# STATED TASK:
Give every line of the material again, exactly as written.

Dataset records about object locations
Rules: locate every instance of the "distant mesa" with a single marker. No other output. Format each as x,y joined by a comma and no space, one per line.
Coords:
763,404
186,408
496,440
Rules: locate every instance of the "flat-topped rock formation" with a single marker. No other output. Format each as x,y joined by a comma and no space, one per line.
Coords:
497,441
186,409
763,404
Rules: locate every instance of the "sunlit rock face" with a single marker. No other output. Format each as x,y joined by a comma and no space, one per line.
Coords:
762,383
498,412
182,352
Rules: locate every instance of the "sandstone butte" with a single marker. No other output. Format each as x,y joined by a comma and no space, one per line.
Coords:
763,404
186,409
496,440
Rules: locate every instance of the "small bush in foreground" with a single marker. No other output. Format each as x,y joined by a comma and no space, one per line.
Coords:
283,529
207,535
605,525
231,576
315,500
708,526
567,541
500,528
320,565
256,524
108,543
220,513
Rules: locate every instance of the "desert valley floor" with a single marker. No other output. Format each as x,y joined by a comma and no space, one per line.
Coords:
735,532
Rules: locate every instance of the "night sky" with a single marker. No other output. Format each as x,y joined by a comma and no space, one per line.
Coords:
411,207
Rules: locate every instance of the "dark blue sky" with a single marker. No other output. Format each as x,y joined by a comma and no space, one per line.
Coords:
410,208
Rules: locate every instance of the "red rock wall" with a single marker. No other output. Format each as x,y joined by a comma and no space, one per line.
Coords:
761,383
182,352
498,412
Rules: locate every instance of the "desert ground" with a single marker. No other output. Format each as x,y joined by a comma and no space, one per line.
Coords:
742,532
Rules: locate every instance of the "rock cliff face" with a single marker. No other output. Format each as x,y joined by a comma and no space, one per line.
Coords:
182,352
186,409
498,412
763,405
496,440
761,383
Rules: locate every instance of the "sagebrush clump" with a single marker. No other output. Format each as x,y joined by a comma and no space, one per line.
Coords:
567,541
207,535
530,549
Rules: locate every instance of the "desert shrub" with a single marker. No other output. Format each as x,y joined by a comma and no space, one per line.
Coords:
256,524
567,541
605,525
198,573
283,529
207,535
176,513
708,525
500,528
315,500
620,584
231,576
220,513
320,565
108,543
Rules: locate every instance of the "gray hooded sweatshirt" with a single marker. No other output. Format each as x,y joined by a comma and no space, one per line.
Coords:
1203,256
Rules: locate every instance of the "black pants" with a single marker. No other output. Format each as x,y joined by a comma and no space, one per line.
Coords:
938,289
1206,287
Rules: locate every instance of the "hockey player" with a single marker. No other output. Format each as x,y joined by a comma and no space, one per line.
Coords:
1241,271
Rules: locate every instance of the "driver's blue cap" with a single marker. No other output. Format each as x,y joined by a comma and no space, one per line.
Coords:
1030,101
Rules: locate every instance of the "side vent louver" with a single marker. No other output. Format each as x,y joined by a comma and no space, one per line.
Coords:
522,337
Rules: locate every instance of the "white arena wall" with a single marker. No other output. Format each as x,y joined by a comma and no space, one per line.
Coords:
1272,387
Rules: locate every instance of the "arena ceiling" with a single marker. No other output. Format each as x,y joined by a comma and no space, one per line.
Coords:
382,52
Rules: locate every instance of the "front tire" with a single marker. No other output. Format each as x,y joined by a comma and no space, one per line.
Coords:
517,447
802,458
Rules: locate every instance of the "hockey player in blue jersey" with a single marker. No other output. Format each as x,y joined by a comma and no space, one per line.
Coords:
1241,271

# SOLUTION BELOW:
Rules: locate every instance of the "distant mesa" with a single marker. No other output. Format each as x,y joined by a comma and no space, one per line.
Coords:
763,404
186,408
496,440
Rules: locate every instance of the "flat-topped rock formation" with a single marker. No other output. Format each as x,y joined by a comma and no space, one per line.
Coords:
497,441
186,409
763,404
Rules: locate every instance of the "sunlit rock face" with a single marker. No other output. Format each as x,y joined by a comma and no space, one per line.
Coords:
762,383
498,412
182,352
Rules: locate every instance of the "sandstone butte" with a single marker. No other output. Format each as x,y joined by a comma and no space, one per line.
Coords:
763,404
186,409
496,440
Rules: locate every instance of the "small bush in foreground" with a single marker. No other output. Format each as x,y joined by a comma and no space, one per line.
Coords:
283,529
207,535
605,525
231,576
315,500
708,526
567,541
500,528
320,565
256,524
108,543
220,513
Rules: locate every instance of the "desert valley floor" with a single marker. No other output. Format each as x,y joined by a comma and no space, one per line.
Coords:
735,532
Rules: locate every instance of the "night sky" with a single marker. No other output. Format each as x,y joined by a comma and no space, one per line.
Coords:
411,207
Rules: locate every instance of the "dark blue sky" with a single marker. No other output. Format each as x,y joined by a comma and no space, one per line.
Coords:
410,208
Rules: locate every instance of the "red rock wall" with a single marker. No other output. Format each as x,y joined by a comma and no space, one per line.
Coords:
761,383
182,352
498,412
Rules: locate every instance of the "desert ground" with a single marker. No other output. Format each as x,y joined by a comma and no space, one per line.
Coords:
742,532
Rules: locate every instance of the "rock cliff face" with a single marker. No other output. Format each as x,y joined by a comma and no space, one per line.
Coords:
182,352
186,409
498,412
763,405
496,440
761,383
Rules: locate every instance of the "sagebrush clump" with a single marker. No other output. Format each as x,y joined by a comma and no space, one per line.
Coords:
567,541
207,535
530,549
Rules: locate every instance of the "desert shrub" with a single marker. No other output. Format each as x,y joined by a comma and no space, one per line.
Coords:
256,524
567,541
605,525
198,573
283,529
207,535
176,513
708,525
500,528
315,500
620,584
231,576
220,513
320,565
108,543
Rules: locate every instance of the "gray hooded sweatshirt" with a single marker. No other output. Format each as x,y joined by a comma and no space, one per line.
Coords:
1203,256
Rules: locate every instance of the "black pants" with a single marker. No other output. Format each as x,y joined by a comma and no space, one per line.
Coords:
938,289
1206,287
Rules: locate every instance of the "hockey player" with a single marker. No other output. Format each as x,y joined by a comma and no space, one per line.
Coords:
1241,271
Rules: locate every instance of the "driver's blue cap" with a single marker. No other output. Format each as x,y joined by a comma and no space, one per line.
Coords:
1030,101
Rules: locate every instance of the "side vent louver" with a single marker. No other output. Format each as x,y joined by a comma and no space, one per line.
Coords:
522,337
Rules: locate every instance of the "white arena wall" with a single marker. No other output. Format each as x,y joined by a comma and no space, one per line.
Coords:
1272,387
Rules: locate every instance of the "arena ceiling" with a single marker. No other output. Format each as x,y joined by a comma and no space, one per line.
Coords:
382,52
Rules: locate every instance of the "front tire" with a single marker. No other output. Format each as x,y joined by a comma and no space, one per line.
Coords:
517,447
802,458
Rules: locate every instance of the "hockey player in blue jersey" with a single marker. No other output. Format each as x,y joined by a comma and no space, one per line.
Coords:
1241,271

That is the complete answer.